> **DIRECTIVE**: Could you copy out all of the material below word for word, leaving the pictures out?

> **MATERIAL FOR THE TASK**:
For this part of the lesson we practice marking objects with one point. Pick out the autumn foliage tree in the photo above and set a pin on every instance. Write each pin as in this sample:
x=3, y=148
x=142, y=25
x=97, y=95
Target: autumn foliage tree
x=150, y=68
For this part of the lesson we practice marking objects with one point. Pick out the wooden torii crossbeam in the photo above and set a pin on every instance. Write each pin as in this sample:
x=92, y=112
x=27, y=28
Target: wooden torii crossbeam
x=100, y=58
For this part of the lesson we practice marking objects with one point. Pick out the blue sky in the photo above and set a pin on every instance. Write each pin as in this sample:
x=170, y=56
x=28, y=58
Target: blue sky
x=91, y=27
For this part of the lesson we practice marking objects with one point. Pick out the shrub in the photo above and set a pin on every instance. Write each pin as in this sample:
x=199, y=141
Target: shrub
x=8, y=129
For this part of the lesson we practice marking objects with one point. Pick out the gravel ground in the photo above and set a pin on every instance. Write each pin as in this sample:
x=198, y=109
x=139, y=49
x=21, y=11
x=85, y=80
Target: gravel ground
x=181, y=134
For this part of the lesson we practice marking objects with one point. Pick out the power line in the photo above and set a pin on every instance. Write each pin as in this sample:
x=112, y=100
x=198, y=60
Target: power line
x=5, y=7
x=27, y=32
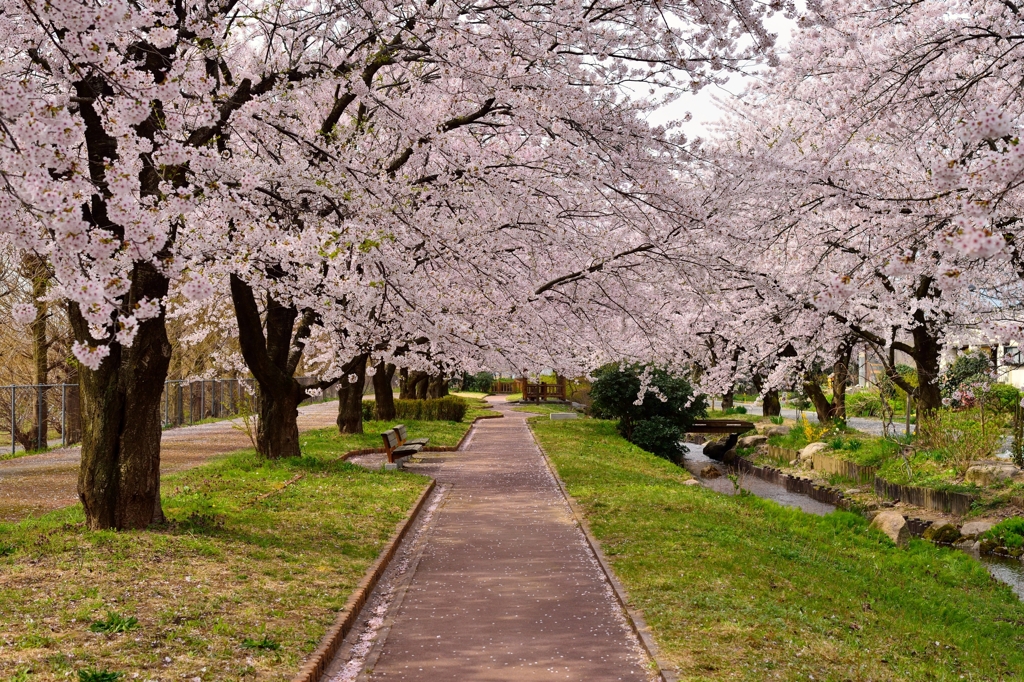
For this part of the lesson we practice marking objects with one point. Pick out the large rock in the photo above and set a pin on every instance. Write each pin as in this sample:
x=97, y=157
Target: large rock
x=807, y=454
x=945, y=534
x=753, y=441
x=710, y=471
x=992, y=471
x=717, y=450
x=975, y=528
x=893, y=524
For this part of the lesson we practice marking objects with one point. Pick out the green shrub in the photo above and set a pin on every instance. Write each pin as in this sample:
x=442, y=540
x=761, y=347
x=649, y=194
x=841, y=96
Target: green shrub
x=670, y=398
x=448, y=409
x=1009, y=533
x=659, y=435
x=863, y=402
x=969, y=368
x=115, y=623
x=958, y=437
x=1004, y=397
x=92, y=675
x=262, y=644
x=480, y=382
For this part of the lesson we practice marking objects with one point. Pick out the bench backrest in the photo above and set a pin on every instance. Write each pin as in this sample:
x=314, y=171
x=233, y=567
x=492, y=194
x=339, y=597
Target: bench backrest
x=391, y=439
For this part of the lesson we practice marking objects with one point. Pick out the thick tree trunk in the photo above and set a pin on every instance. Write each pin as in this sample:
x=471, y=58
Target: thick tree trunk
x=821, y=406
x=119, y=477
x=770, y=405
x=35, y=268
x=272, y=359
x=407, y=387
x=383, y=393
x=417, y=385
x=841, y=375
x=276, y=425
x=350, y=395
x=929, y=350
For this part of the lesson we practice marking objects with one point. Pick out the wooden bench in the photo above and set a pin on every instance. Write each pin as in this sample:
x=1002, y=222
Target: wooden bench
x=406, y=440
x=396, y=445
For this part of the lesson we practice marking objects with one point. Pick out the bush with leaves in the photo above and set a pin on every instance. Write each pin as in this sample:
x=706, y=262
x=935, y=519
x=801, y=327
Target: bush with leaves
x=478, y=383
x=655, y=421
x=960, y=437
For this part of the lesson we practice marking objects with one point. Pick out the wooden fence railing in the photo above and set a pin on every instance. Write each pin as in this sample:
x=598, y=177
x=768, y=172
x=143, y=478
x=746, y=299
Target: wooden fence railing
x=544, y=391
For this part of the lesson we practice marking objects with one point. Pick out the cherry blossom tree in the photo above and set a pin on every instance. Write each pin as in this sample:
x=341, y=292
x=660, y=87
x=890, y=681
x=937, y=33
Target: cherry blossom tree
x=154, y=146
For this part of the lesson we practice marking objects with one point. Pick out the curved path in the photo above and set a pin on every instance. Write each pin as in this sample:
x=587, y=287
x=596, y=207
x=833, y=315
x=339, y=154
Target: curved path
x=504, y=586
x=36, y=483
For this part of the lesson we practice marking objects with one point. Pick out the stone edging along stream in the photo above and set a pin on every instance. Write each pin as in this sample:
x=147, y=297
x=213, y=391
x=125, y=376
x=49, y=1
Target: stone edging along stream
x=940, y=501
x=816, y=492
x=321, y=657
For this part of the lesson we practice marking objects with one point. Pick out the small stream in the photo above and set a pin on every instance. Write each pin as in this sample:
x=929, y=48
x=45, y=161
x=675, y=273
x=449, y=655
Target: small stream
x=1006, y=570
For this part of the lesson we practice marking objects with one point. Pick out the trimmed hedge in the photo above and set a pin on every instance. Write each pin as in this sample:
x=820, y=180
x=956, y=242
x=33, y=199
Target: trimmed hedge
x=448, y=409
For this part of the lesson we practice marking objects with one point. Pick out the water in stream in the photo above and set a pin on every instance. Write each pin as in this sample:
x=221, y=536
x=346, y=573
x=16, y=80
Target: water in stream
x=1007, y=570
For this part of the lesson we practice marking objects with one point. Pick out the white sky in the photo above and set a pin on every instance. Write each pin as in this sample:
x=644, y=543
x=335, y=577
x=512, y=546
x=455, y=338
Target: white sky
x=702, y=107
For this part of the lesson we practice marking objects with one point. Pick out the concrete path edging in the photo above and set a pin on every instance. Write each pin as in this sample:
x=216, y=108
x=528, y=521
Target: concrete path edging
x=633, y=616
x=318, y=659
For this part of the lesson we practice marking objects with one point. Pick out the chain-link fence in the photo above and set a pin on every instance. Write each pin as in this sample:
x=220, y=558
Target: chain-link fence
x=37, y=417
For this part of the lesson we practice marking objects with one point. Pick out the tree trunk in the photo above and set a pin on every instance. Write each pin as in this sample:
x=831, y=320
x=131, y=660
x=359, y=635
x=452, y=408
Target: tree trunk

> **SOLUTION FOR THIS PROBLEM**:
For this part of the lesson we practice marking objects with one point. Pick out the autumn foliage tree in the photo above and set a pin on every instance. Write each pin as in this sample:
x=3, y=148
x=142, y=25
x=97, y=95
Target: autumn foliage tree
x=150, y=68
For this part of the lesson we practice marking objects with one point. Pick out the wooden torii crossbeam in the photo above and set a pin on every instance. Write each pin as in this sample:
x=92, y=112
x=27, y=28
Target: wooden torii crossbeam
x=100, y=58
For this part of the lesson we practice marking objects with one point. Pick out the blue sky in the photo above and set a pin on every instance. Write each pin as in this sample:
x=170, y=56
x=28, y=58
Target: blue sky
x=91, y=27
For this part of the lesson we practice marking objects with one point. Pick out the shrub in the photo above and set a pin on every instance. Write each pin as in this sample:
x=199, y=141
Target: shrub
x=8, y=129
For this part of the lesson we practice marking objects with one point. Pick out the gravel ground in the photo above and set a pin on every instance. Write each pin as in this sample:
x=198, y=109
x=139, y=49
x=21, y=11
x=85, y=80
Target: gravel ground
x=181, y=134
For this part of the lesson we practice marking objects with one point. Pick out the power line in the photo above and set a pin on every instance. Write each pin as in this sample:
x=112, y=100
x=198, y=60
Target: power line
x=5, y=7
x=27, y=32
For this part of the lesson we practice marking objects with one point. Pick out the large rock in the photo above and set a pin on every instance. Write each pin as in this sample:
x=97, y=157
Target: large rock
x=807, y=454
x=945, y=534
x=753, y=441
x=710, y=471
x=992, y=471
x=717, y=450
x=975, y=528
x=893, y=524
For this part of the lesson we practice marking objects with one point. Pick out the green shrub in the photo above and set a pin on every instance. Write each pin as in this sample:
x=442, y=540
x=761, y=347
x=649, y=194
x=841, y=96
Target: green shrub
x=670, y=398
x=448, y=409
x=1009, y=533
x=659, y=435
x=863, y=402
x=969, y=368
x=115, y=623
x=958, y=437
x=1004, y=397
x=92, y=675
x=262, y=644
x=480, y=382
For this part of the lesson we practice marking objects with one point. Pick out the bench backrest in the photo above and set a pin on every instance. Write each pin as in this sample:
x=314, y=171
x=233, y=567
x=492, y=194
x=339, y=597
Target: bench backrest
x=391, y=439
For this part of the lesson we practice marking objects with one point. Pick out the thick tree trunk in the photo above and set a pin on every instance. Write each pin as in this sample:
x=471, y=58
Target: thick tree trunk
x=821, y=406
x=119, y=477
x=770, y=405
x=35, y=268
x=272, y=359
x=407, y=387
x=383, y=393
x=417, y=385
x=841, y=375
x=276, y=425
x=350, y=395
x=929, y=350
For this part of the lesson we practice marking objects with one point. Pick out the wooden bench in the photo above and set a pin on every instance. Write each pin as in this sample:
x=1002, y=222
Target: wooden bench
x=406, y=440
x=396, y=445
For this part of the lesson we practice marking objects with one point. Pick out the bush with leaves in the photo above and set a pin on every instance. Write each pin as in this sample:
x=706, y=262
x=935, y=519
x=801, y=327
Target: bush with leaves
x=478, y=383
x=655, y=421
x=960, y=437
For this part of the lesson we practice marking objects with one point. Pick out the wooden fence railing in the photo above and set a pin on every instance. Write each pin as in this sample:
x=598, y=177
x=768, y=172
x=143, y=478
x=746, y=299
Target: wooden fence railing
x=544, y=391
For this part of the lesson we practice marking objects with one point. Pick out the cherry blossom tree in the photo above and set a pin on every instance. Write each pin as in this sample:
x=341, y=292
x=660, y=87
x=890, y=681
x=937, y=33
Target: cherry blossom tree
x=154, y=146
For this part of the lesson we practice marking objects with one point. Pick out the curved path in the photo above and set a pin on every instance. Write each pin as in this sample:
x=587, y=287
x=596, y=207
x=833, y=315
x=339, y=154
Target: curved path
x=504, y=586
x=36, y=483
For this part of the lesson we practice marking objects with one point. Pick out the stone edging along stream in the photo above and set a pin on every instance. Write each pin as in this sample:
x=147, y=297
x=213, y=391
x=125, y=376
x=49, y=1
Target: stone edging along stream
x=940, y=501
x=816, y=492
x=321, y=657
For this part of the lesson we practice marking objects with one point. Pick out the small stream in the photo above and set a pin on every instance. Write each pin as in this sample:
x=929, y=48
x=45, y=161
x=675, y=273
x=449, y=655
Target: small stream
x=1006, y=570
For this part of the lesson we practice marking objects with one point. Pick out the trimmed hedge in the photo above and set a pin on every instance. Write each pin as in this sample:
x=820, y=180
x=956, y=242
x=33, y=199
Target: trimmed hedge
x=448, y=409
For this part of the lesson we practice marking objects with one point. Pick out the water in stream in the photo above and set a pin on every instance. Write each pin as in this sample:
x=221, y=536
x=346, y=573
x=16, y=80
Target: water in stream
x=1007, y=570
For this part of the lesson we practice marking objects with one point. Pick out the white sky in the photo above and set a pin on every instance. Write each pin as in this sample:
x=644, y=543
x=335, y=577
x=512, y=546
x=455, y=338
Target: white sky
x=702, y=107
For this part of the lesson we practice marking objects with one point. Pick out the concrete path edging in the photo above and set a pin on every instance. Write each pin as in this sample:
x=216, y=108
x=528, y=521
Target: concrete path edging
x=633, y=616
x=318, y=659
For this part of the lesson we practice marking objects with one point. Pick out the chain-link fence in the photo above and set a pin on every instance. Write each pin as in this sample:
x=220, y=558
Target: chain-link fence
x=37, y=417
For this part of the lesson we practice marking objects with one point. Pick out the tree trunk in the photo above and set a pin on every instance. Write each pin as in this sample:
x=831, y=320
x=131, y=660
x=359, y=635
x=452, y=408
Target: tree trunk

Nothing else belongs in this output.